-- SOURCE RECORDS start --

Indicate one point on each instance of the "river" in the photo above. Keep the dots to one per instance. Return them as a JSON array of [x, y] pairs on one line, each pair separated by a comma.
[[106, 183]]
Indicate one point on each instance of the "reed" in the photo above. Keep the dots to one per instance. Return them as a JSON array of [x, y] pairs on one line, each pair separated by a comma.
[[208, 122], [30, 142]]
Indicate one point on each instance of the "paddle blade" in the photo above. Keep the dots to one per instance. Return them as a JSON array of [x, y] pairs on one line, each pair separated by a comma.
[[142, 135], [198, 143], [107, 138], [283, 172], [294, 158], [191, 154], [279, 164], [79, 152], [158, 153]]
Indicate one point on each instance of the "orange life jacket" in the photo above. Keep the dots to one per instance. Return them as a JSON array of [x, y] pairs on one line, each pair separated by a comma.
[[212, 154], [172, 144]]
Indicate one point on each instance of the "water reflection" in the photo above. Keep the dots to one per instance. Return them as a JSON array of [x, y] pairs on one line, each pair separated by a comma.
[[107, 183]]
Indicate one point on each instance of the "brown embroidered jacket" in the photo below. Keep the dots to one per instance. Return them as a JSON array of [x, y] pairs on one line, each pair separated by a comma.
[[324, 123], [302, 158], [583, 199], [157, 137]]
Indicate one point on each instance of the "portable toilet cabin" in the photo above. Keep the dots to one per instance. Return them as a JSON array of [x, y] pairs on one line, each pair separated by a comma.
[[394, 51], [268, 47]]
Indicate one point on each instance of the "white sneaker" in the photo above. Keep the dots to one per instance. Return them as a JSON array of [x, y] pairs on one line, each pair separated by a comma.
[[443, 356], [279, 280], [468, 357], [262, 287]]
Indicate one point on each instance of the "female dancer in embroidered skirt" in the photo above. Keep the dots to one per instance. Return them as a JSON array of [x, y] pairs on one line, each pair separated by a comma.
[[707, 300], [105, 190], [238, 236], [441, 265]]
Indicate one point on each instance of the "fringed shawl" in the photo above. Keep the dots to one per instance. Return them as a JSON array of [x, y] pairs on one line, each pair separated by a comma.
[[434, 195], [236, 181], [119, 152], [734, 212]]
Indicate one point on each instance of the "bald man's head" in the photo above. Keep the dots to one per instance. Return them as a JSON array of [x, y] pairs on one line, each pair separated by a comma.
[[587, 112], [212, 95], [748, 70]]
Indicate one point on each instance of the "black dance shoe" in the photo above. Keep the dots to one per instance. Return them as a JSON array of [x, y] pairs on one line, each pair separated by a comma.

-- SOURCE RECORDS end --

SHORT PROBLEM:
Arrange the entries above as a Markdown table with the columns "Row" and "Line". Number each line in "Row" and leave out blank lines.

TASK SOLUTION:
| Row | Line |
|---|---|
| 1 | Indicate one point on each instance of the "river" in the photo above. Keep the dots to one per instance. Return them as a JSON array of [x, y] pairs on one line, each pair separated by a comma. |
| 2 | [[106, 183]] |
| 3 | Indicate one point on each instance of the "reed" in the photo above. Keep the dots to one per instance. Return them as a JSON array of [x, y] pairs on one line, each pair separated by a comma. |
| 4 | [[208, 122], [30, 142]] |
| 5 | Indicate one point on each instance of the "paddle blade" in the photo above. Keep the dots to one per instance. Return them as a JSON array of [x, y] pairs on one line, each pair separated by a comma. |
| 6 | [[142, 135], [198, 143], [107, 138], [283, 172], [294, 158], [191, 154], [279, 164], [79, 152], [158, 153]] |
| 7 | Indicate one point on each instance of the "orange life jacket" in the photo above. Keep the dots to one per instance. Return them as a JSON array of [x, y] pairs on one line, each pair separated by a comma. |
| 8 | [[212, 154], [172, 144]] |
| 9 | Indicate one point on each instance of the "water reflection" in the photo above. Keep the dots to one per instance. Return them as a JSON array of [x, y] pairs on one line, each pair separated by a comma. |
| 10 | [[107, 183]] |
| 11 | Indicate one point on each instance of the "brown embroidered jacket" in the photo below. Keep the dots to one per instance. Return them as a JSON array of [x, y] pairs on one line, each pair separated by a comma. |
| 12 | [[324, 123], [302, 158], [583, 199], [157, 137]] |
| 13 | Indicate one point on each instance of the "portable toilet cabin" in the photo above. Keep the dots to one per instance. Return them as a JSON array of [x, y] pairs on one line, each pair separated by a comma. |
| 14 | [[394, 51], [268, 47]] |
| 15 | Indicate one point on each instance of the "white sneaker" in the photo above. Keep the dots to one per instance. Return them as a JSON array of [x, y] pairs on one line, each pair separated by a comma. |
| 16 | [[443, 356], [279, 280], [468, 357], [262, 287]] |
| 17 | Indicate one point on each instance of the "female dancer in embroidered skirt" in the photo above. Keep the dots to one per instance. Return them as a JSON array of [x, y] pairs on one line, each pair separated by a comma. |
| 18 | [[707, 300], [105, 190], [238, 236], [441, 265]] |
| 19 | Indicate one point on each instance of the "fringed shawl" in the photo above. Keep the dots to one per instance. Return them as a JSON array of [x, y] pairs on one line, each pair separated by a comma. |
| 20 | [[434, 195], [236, 181], [119, 152], [734, 212]] |
| 21 | Indicate one point on each instance of the "bald man's head" in the photo above. Keep the dots to one per instance. Return them as a JSON array of [x, y] pairs on one line, each pair separated by a comma. |
| 22 | [[587, 112], [212, 95], [748, 70]] |
| 23 | Indicate one point on each instance of the "black dance shoe" in the photo above. Keep the dots to one per instance. Return them as a JSON array of [x, y] pairs on one line, each pair separated by a comma. |